# [EXERCISE DETAILS]
Copy each record exactly and skip its pictures.

# [STORED DATA]
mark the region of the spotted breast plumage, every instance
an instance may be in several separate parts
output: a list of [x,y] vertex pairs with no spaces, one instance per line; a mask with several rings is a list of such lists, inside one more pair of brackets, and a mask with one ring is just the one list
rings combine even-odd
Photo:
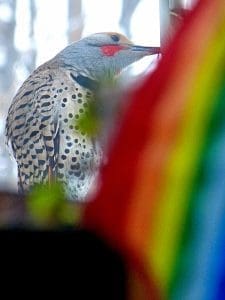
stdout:
[[118,33],[97,33],[37,68],[18,90],[6,122],[19,190],[57,178],[68,198],[85,199],[102,149],[74,120],[85,113],[101,78],[116,76],[134,61],[158,52],[157,47],[136,46]]

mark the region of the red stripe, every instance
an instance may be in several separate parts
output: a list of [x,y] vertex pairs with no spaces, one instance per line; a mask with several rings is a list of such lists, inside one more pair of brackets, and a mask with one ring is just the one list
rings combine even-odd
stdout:
[[101,51],[106,56],[114,56],[120,50],[125,49],[124,46],[120,45],[105,45],[101,47]]

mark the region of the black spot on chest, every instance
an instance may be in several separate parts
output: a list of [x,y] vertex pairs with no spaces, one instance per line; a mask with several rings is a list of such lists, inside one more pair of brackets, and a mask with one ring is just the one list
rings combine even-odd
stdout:
[[77,75],[75,76],[73,73],[70,73],[70,76],[71,78],[77,82],[80,86],[86,88],[86,89],[89,89],[91,91],[94,91],[97,89],[98,87],[98,83],[97,81],[89,78],[89,77],[86,77],[86,76],[83,76],[83,75]]

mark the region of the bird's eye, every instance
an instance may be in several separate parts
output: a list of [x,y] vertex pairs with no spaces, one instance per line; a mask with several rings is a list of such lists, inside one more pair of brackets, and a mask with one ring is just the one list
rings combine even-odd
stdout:
[[111,35],[111,39],[112,39],[114,42],[119,42],[119,40],[120,40],[119,36],[116,35],[116,34],[112,34],[112,35]]

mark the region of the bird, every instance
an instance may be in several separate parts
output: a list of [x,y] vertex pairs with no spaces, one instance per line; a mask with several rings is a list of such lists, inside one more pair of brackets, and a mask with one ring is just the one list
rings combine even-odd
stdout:
[[14,96],[6,119],[6,142],[18,169],[18,191],[62,183],[68,199],[84,201],[102,159],[97,138],[74,124],[85,113],[102,78],[118,76],[159,47],[135,45],[117,32],[86,36],[39,66]]

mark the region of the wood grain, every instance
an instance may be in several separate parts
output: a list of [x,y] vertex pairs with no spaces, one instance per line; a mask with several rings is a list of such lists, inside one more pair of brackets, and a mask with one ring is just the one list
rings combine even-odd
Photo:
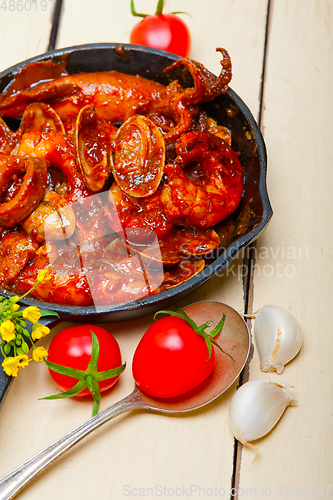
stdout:
[[53,8],[53,0],[1,2],[0,71],[47,51]]
[[[274,216],[257,242],[257,310],[289,310],[304,346],[273,381],[295,386],[298,403],[257,446],[243,450],[240,488],[282,498],[303,486],[302,498],[332,484],[332,153],[333,5],[330,1],[272,2],[264,82],[263,132]],[[255,358],[251,379],[265,378]],[[314,488],[314,493],[313,492]],[[323,497],[333,498],[332,487]],[[325,496],[327,493],[327,496]],[[301,494],[301,493],[299,493]],[[283,496],[284,495],[284,496]]]

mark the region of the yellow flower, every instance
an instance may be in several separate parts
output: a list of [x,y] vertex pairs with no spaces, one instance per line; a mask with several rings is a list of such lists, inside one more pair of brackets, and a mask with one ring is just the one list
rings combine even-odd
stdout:
[[35,361],[43,361],[44,358],[48,355],[47,350],[44,347],[36,347],[32,351],[32,357]]
[[41,317],[41,313],[39,312],[38,307],[29,306],[24,309],[22,316],[28,321],[31,321],[31,323],[37,323],[37,321]]
[[17,377],[17,372],[29,364],[29,359],[27,354],[20,354],[19,356],[9,356],[5,358],[2,367],[7,375],[12,377]]
[[19,370],[19,367],[17,365],[16,358],[13,357],[8,357],[5,358],[2,367],[4,371],[7,373],[7,375],[12,376],[12,377],[17,377],[17,372]]
[[17,364],[18,364],[19,370],[21,368],[28,366],[29,361],[31,361],[31,359],[28,358],[27,354],[19,354],[18,356],[16,356],[16,359],[17,359]]
[[42,271],[39,271],[37,275],[37,280],[43,283],[43,281],[48,281],[52,278],[51,274],[48,274],[49,270],[48,269],[43,269]]
[[12,311],[18,311],[20,309],[20,306],[18,304],[13,304],[11,307]]
[[50,331],[51,330],[47,326],[37,323],[32,327],[32,340],[41,339],[48,335]]
[[0,334],[5,342],[15,339],[15,325],[10,319],[0,324]]

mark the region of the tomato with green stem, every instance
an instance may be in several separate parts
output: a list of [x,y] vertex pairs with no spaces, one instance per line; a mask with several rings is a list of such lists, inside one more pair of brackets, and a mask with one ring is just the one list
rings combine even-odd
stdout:
[[163,7],[164,0],[159,0],[155,15],[139,14],[135,11],[134,0],[131,0],[133,16],[143,19],[132,29],[130,42],[187,57],[191,47],[190,32],[184,21],[176,15],[185,13],[163,14]]
[[118,342],[96,325],[72,326],[57,333],[45,363],[55,384],[65,392],[44,399],[91,394],[93,415],[98,413],[101,392],[110,389],[125,369]]
[[177,312],[159,311],[170,316],[148,328],[133,357],[132,371],[137,386],[156,398],[180,396],[197,387],[214,369],[212,344],[223,351],[214,337],[221,332],[225,315],[207,332],[211,326],[209,321],[197,326],[185,311],[177,309]]

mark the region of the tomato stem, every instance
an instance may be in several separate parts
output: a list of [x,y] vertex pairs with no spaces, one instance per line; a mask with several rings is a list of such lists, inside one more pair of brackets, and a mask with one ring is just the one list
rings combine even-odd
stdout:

# [PROBLEM SOLUTION]
mark the region of the spotted breast plumage, every instance
an instance may be in several separate parts
output: a list of [x,y] vertex pairs with no spaces, one instance per line; a mask with several rings is a list of such lists, inside one more pair of brackets, and a mask with one ring is just the one list
rings combine even-odd
Photo:
stdout:
[[118,33],[97,33],[37,68],[18,90],[6,122],[19,190],[57,178],[68,198],[85,199],[102,149],[74,120],[85,113],[101,78],[116,76],[134,61],[158,52],[157,47],[136,46]]

mark the region of the red stripe, every instance
an instance may be in several separate parts
output: a list of [x,y] vertex pairs with no spaces, one instance per line; a mask with several rings is a list of such lists, inside one more pair of brackets, and a mask with one ring is just the one list
rings combine even-odd
stdout:
[[101,51],[106,56],[114,56],[120,50],[125,49],[124,46],[120,45],[105,45],[101,47]]

mark the region of the black spot on chest, every instance
an instance may be in several separate parts
output: a list of [x,y] vertex pairs with no spaces, one instance per line; a mask with several rings is a list of such lists, inside one more pair of brackets, and a mask with one ring is just the one list
rings combine even-odd
stdout:
[[77,75],[75,76],[73,73],[70,73],[70,76],[71,78],[77,82],[80,86],[86,88],[86,89],[89,89],[91,91],[94,91],[97,89],[98,87],[98,83],[97,81],[89,78],[89,77],[86,77],[86,76],[83,76],[83,75]]

mark the region of the bird's eye, every instance
an instance may be in several separate parts
output: a list of [x,y] vertex pairs with no spaces, one instance per line; a mask with several rings is a list of such lists, inside one more pair of brackets, and a mask with one ring is just the one list
rings combine even-odd
stdout:
[[111,35],[111,39],[112,39],[114,42],[119,42],[119,40],[120,40],[119,36],[116,35],[116,34],[112,34],[112,35]]

mark the region of the bird, every instance
an instance may be in several separate parts
output: a list of [x,y] vertex pairs with no spaces, one instance per line; a mask with several rings is a list of such lists, inside one more pair of brackets, and a mask with one ring is just the one list
rings combine even-odd
stdout:
[[14,96],[6,119],[6,142],[18,169],[18,191],[62,183],[68,199],[84,201],[102,159],[97,138],[74,124],[85,113],[102,78],[118,76],[159,47],[135,45],[117,32],[86,36],[39,66]]

mark the region of the wood grain, every instance
an instance may be in several separate parts
output: a list of [x,y] vertex pairs with no spaces, one instance per line; a mask with several rings is a list of such lists, inside one more pair of brackets, and a mask with one ring is just the one list
rings combine even-odd
Photo:
stdout:
[[53,8],[53,0],[1,2],[0,71],[47,51]]
[[[274,216],[257,242],[257,310],[289,310],[304,346],[273,381],[295,386],[298,403],[257,446],[243,450],[240,488],[282,498],[303,486],[302,498],[332,484],[332,153],[333,5],[330,1],[272,2],[264,82],[263,132]],[[255,358],[251,379],[265,378]],[[314,488],[314,493],[313,492]],[[323,497],[333,498],[332,487]],[[325,496],[327,493],[327,496]],[[301,494],[301,493],[299,493]],[[283,496],[284,495],[284,496]]]

mark the region of the yellow flower, every instance
an instance may be in several separate parts
output: a list of [x,y] vertex pairs with no spaces, one instance per line; a mask with several rings is a list of such lists, inside one more pair of brackets, and a mask with one ring is just the one list
rings combine even-odd
stdout:
[[35,361],[43,361],[44,358],[48,355],[47,350],[44,347],[36,347],[32,351],[32,357]]
[[41,317],[41,313],[39,312],[38,307],[29,306],[24,309],[22,316],[28,321],[31,321],[31,323],[37,323],[37,321]]
[[17,377],[17,372],[29,364],[29,359],[27,354],[20,354],[19,356],[9,356],[5,358],[2,367],[7,375],[12,377]]
[[19,370],[19,367],[17,365],[16,358],[13,357],[8,357],[5,358],[2,367],[4,371],[7,373],[7,375],[12,376],[12,377],[17,377],[17,372]]
[[17,364],[18,364],[19,370],[21,368],[28,366],[29,361],[31,361],[31,359],[28,358],[27,354],[19,354],[18,356],[16,356],[16,359],[17,359]]
[[42,271],[39,271],[37,275],[37,280],[43,283],[43,281],[48,281],[52,278],[51,274],[48,274],[49,270],[48,269],[43,269]]
[[12,311],[18,311],[20,309],[20,306],[18,304],[13,304],[11,307]]
[[50,331],[51,330],[47,326],[37,323],[32,327],[32,340],[41,339],[48,335]]
[[0,334],[5,342],[15,339],[15,325],[10,319],[0,324]]

mark the region of the tomato with green stem, every instance
an instance may be in several separate parts
output: a list of [x,y] vertex pairs with no spaces, one instance per line; a mask with several rings is a list of such lists, inside one more pair of brackets, and a mask with one ring is just the one list
rings combine even-odd
stdout:
[[163,7],[164,0],[159,0],[155,15],[139,14],[135,11],[134,0],[131,0],[133,16],[143,19],[132,29],[130,42],[187,57],[191,47],[190,32],[184,21],[176,15],[185,13],[163,14]]
[[118,342],[96,325],[72,326],[57,333],[45,363],[55,384],[65,392],[44,399],[91,394],[93,415],[98,413],[101,392],[110,389],[125,369]]
[[177,312],[159,311],[170,316],[148,328],[133,357],[132,371],[137,386],[156,398],[180,396],[197,387],[214,369],[212,344],[223,351],[214,337],[221,332],[225,315],[207,332],[211,326],[209,321],[197,326],[185,311],[177,309]]

mark the region of the tomato stem, every instance
an instance may be in several separate parts
output: a list of [x,y] vertex pairs with no spaces, one instance per line; a mask with several rings is a list of such lists, inside one more pair of brackets, and a mask with one ring is just the one list
rings combine even-odd
stdout:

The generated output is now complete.